PROBLEM STATEMENT
Check each line of the records below for the word "query" and copy those where it appears.

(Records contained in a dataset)
+---+

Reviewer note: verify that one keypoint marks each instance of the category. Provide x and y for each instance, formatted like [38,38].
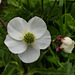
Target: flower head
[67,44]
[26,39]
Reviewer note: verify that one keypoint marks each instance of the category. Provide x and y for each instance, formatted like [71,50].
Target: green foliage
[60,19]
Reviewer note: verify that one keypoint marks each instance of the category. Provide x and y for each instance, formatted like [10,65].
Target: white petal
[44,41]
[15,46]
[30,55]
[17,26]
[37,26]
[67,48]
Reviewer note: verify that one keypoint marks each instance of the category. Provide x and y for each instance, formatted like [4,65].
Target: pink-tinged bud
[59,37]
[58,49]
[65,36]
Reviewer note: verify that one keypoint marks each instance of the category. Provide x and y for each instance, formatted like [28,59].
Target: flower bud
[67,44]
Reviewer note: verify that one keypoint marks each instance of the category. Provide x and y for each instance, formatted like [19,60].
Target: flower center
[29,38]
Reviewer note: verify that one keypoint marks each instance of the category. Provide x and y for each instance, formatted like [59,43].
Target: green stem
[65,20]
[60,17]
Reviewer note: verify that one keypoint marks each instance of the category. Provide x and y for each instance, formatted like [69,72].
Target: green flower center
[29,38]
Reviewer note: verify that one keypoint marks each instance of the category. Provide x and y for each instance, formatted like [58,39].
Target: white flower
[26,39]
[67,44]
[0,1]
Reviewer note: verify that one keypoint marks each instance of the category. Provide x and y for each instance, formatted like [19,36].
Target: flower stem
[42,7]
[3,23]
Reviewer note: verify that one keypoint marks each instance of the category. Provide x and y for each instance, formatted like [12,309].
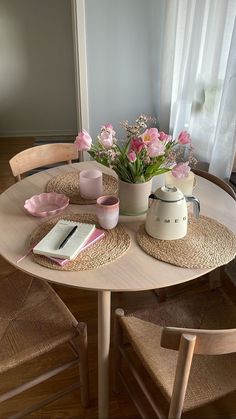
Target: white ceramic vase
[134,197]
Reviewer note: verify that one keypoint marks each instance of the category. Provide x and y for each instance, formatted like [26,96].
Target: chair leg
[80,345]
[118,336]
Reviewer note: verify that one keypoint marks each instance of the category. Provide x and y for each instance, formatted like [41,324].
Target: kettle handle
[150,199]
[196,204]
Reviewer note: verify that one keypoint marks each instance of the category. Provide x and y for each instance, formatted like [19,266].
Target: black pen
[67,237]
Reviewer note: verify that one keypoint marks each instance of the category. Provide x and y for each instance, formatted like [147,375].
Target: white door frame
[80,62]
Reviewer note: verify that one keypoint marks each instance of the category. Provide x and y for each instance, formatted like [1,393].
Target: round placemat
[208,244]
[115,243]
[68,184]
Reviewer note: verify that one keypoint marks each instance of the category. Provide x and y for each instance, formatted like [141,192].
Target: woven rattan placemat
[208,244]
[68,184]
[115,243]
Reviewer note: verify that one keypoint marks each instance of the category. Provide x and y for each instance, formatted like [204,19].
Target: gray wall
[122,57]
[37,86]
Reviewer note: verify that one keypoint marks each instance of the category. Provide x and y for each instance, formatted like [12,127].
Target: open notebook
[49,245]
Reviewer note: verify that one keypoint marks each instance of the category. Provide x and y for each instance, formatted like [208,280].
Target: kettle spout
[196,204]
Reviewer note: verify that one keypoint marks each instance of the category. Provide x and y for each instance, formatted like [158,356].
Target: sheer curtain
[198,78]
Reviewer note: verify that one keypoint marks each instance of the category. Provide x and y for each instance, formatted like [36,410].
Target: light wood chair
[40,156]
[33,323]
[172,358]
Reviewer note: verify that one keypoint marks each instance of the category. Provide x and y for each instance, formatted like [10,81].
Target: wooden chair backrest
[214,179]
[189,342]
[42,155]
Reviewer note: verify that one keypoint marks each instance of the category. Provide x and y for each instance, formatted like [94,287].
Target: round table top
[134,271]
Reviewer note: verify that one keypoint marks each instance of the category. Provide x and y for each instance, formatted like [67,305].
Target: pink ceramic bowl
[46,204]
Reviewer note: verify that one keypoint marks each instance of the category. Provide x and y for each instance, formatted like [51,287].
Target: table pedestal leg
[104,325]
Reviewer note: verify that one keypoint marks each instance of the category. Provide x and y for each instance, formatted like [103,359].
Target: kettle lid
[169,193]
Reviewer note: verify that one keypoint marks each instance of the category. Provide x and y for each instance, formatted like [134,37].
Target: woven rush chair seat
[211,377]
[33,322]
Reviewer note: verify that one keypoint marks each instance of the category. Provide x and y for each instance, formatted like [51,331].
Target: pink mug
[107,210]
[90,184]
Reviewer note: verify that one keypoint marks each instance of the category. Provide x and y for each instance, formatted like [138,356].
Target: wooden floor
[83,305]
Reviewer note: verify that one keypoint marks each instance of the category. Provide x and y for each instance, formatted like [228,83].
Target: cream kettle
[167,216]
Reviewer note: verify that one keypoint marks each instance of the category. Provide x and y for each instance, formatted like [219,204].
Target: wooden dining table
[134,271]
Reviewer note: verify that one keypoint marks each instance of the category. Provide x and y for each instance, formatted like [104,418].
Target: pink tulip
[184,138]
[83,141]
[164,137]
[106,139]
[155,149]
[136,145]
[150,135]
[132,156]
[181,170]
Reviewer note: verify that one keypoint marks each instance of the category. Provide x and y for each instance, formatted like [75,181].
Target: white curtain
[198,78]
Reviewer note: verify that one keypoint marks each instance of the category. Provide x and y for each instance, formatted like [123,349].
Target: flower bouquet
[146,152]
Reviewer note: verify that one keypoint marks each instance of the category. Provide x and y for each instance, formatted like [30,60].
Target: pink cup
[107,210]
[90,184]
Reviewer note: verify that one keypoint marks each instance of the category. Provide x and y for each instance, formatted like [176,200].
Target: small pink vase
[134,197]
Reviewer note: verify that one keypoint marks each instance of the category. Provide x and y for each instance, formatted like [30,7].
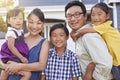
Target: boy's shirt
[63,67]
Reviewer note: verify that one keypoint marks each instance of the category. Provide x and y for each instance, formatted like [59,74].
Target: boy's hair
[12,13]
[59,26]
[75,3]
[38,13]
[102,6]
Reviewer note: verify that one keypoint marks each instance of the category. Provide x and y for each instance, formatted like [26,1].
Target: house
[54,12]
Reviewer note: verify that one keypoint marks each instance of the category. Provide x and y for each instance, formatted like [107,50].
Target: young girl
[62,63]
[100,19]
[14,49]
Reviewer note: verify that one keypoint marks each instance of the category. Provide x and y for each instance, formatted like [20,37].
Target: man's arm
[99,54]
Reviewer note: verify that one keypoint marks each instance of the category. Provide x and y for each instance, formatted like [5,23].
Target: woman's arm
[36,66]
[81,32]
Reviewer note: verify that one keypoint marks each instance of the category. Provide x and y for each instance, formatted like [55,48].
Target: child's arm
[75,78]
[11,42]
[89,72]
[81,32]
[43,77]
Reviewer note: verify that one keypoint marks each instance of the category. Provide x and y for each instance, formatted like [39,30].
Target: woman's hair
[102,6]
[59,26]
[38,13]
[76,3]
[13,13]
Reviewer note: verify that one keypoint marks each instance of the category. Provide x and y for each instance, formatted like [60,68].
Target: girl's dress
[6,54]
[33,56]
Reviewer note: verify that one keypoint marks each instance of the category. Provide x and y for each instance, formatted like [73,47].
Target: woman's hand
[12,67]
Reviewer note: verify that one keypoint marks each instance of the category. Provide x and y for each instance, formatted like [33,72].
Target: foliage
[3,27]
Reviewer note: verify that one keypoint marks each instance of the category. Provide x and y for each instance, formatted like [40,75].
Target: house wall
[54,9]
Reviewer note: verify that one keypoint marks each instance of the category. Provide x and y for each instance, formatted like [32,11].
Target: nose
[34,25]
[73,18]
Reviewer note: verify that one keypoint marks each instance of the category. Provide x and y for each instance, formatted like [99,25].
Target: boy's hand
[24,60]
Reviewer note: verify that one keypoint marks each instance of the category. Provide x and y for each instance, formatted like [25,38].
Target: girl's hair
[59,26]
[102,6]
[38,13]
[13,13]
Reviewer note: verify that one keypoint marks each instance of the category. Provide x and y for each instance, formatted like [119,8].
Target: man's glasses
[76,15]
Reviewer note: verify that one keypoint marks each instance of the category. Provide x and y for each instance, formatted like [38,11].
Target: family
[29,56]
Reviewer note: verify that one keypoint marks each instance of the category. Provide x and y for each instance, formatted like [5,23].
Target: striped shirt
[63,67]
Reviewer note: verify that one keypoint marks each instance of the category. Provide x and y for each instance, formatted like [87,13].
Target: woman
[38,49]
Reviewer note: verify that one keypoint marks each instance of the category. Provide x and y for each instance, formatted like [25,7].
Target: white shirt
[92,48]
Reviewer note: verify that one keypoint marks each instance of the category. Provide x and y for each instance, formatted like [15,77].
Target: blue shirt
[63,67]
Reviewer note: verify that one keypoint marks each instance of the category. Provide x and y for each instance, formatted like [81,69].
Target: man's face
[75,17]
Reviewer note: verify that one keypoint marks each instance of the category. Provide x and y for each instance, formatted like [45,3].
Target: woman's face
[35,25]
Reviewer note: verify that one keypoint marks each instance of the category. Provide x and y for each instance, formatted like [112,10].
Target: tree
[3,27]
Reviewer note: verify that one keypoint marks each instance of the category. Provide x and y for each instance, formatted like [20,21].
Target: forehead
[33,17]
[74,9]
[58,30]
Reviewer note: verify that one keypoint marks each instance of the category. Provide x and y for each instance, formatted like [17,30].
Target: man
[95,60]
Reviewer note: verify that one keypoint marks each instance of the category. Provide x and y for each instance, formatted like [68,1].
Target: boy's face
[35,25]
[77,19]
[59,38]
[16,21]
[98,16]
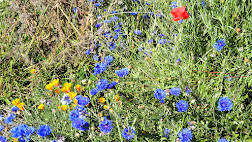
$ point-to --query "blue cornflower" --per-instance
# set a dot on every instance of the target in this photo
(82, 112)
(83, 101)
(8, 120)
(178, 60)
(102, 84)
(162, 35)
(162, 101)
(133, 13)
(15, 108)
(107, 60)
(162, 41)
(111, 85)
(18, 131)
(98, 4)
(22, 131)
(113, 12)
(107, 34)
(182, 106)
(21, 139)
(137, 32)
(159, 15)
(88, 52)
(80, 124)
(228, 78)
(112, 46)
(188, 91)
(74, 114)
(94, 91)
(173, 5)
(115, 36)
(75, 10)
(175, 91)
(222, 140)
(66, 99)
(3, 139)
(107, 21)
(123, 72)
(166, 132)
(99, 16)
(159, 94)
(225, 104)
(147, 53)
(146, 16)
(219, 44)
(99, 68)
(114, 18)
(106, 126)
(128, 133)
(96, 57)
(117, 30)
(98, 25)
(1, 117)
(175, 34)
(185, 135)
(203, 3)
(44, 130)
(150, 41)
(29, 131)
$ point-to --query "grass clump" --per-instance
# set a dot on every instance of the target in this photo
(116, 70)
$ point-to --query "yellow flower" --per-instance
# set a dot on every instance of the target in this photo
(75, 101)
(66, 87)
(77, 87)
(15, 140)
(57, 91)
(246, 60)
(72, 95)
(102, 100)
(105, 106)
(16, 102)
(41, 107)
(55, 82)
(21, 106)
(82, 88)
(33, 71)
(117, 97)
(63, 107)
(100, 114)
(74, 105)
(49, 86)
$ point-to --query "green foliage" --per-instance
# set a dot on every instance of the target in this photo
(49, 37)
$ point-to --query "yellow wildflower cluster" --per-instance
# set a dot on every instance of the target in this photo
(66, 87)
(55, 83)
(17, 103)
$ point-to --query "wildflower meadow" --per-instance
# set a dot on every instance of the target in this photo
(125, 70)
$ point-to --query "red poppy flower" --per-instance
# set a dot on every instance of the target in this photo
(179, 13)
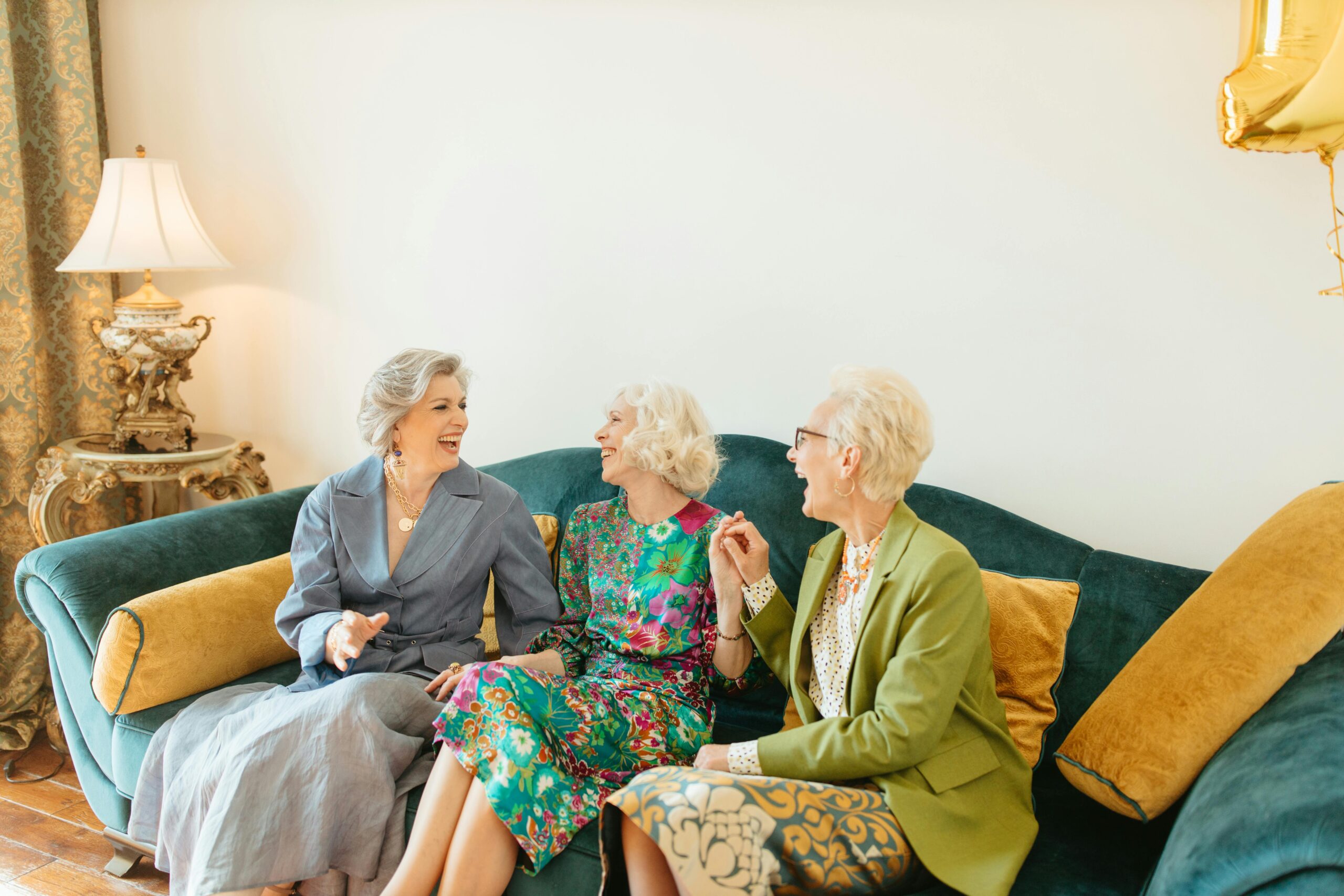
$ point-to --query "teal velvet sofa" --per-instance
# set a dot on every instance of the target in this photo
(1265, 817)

+---+

TASK RESULT
$ point-to --query "blue cornflower" --per-instance
$ point-to --query "grass clump" --per-instance
$ point-to --query "yellow flower" --per-instance
$ point-to --query "green foliage" --per-instance
$ point-to --query "yellow wildflower cluster" --per-instance
$ point-to --query "wildflower meadow" --per-instance
$ point-to --query "red poppy flower" --per-instance
$ point-to --query "teal velvet sofa" --per-instance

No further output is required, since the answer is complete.